- **REQUIREMENTS**:
Please lay out the records below as a numbered list, skipping any blank lines. Leave the pictures out of your answer.

Stored records:
·····

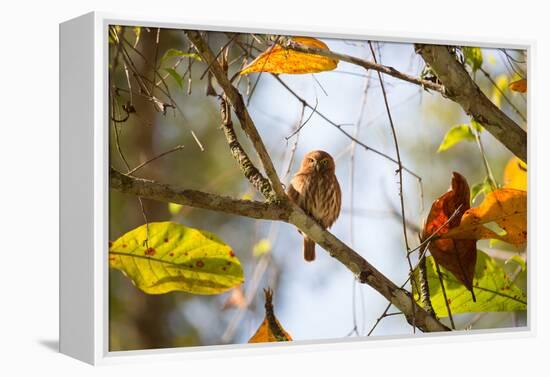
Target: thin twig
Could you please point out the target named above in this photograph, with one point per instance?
(400, 173)
(290, 44)
(445, 295)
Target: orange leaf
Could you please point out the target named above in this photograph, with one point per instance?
(505, 207)
(515, 174)
(518, 86)
(456, 255)
(270, 330)
(277, 59)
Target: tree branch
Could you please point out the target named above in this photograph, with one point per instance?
(292, 45)
(287, 212)
(236, 100)
(460, 88)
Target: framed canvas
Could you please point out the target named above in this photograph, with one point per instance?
(244, 189)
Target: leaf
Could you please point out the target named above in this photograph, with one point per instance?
(495, 292)
(456, 255)
(519, 260)
(263, 246)
(176, 76)
(515, 174)
(137, 33)
(473, 56)
(506, 208)
(173, 52)
(476, 125)
(480, 188)
(518, 86)
(456, 134)
(176, 258)
(278, 59)
(174, 208)
(270, 329)
(501, 84)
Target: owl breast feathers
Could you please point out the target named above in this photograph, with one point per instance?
(315, 189)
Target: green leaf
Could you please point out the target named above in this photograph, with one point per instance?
(480, 188)
(519, 260)
(494, 291)
(176, 258)
(473, 56)
(263, 246)
(176, 76)
(455, 135)
(173, 52)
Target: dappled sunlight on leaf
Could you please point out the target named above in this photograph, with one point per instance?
(176, 258)
(495, 292)
(519, 86)
(515, 174)
(277, 59)
(456, 255)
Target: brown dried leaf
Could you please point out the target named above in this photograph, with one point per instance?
(270, 330)
(518, 86)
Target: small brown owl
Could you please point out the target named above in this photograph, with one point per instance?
(315, 189)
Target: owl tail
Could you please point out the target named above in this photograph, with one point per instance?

·····

- **SOLUTION**:
1. Target: thin twig
2. Could you please point out the target named above in this photograph, with one point per instance?
3. (400, 173)
4. (290, 44)
5. (445, 295)
6. Target: orange leaf
7. Could you please point out the target named above in this photograph, with one point per instance?
8. (505, 207)
9. (515, 174)
10. (518, 86)
11. (456, 255)
12. (270, 330)
13. (277, 59)
14. Target: tree branch
15. Could you please point out the target named above in this photograph, with one point per instance?
16. (292, 45)
17. (287, 212)
18. (236, 100)
19. (460, 88)
20. Target: framed canvas
21. Could you please point out the target named above in this photograph, with one point per instance?
22. (244, 189)
23. Target: leaf
24. Could you please point out the target named above in this photograph, with one point per instance?
25. (495, 292)
26. (456, 255)
27. (519, 260)
28. (263, 246)
29. (176, 76)
30. (515, 174)
31. (137, 33)
32. (473, 56)
33. (506, 208)
34. (173, 52)
35. (476, 125)
36. (480, 188)
37. (518, 86)
38. (456, 134)
39. (176, 258)
40. (278, 59)
41. (174, 208)
42. (270, 329)
43. (501, 84)
44. Target: owl breast feathers
45. Could you please point out the target named above in this photograph, with one point per instance?
46. (315, 189)
47. Target: green leaf
48. Could you please point out the target named above in this photograph, with one point per instance?
49. (480, 188)
50. (519, 260)
51. (494, 291)
52. (176, 258)
53. (473, 56)
54. (263, 246)
55. (176, 76)
56. (455, 135)
57. (173, 52)
58. Target: dappled sunlight on leaf
59. Could you please point out the target named above in this photograph, with one point per instance?
60. (176, 258)
61. (495, 292)
62. (519, 86)
63. (515, 174)
64. (277, 59)
65. (456, 255)
66. Target: brown dried leaf
67. Could you please point out the target named above in this photograph, with one point per instance?
68. (270, 330)
69. (518, 86)
70. Target: small brown owl
71. Could you please point out the target named above in this photograph, with one point per instance?
72. (315, 189)
73. Target: owl tail
74. Could you please point out the target named above in this photograph, with one point per instance?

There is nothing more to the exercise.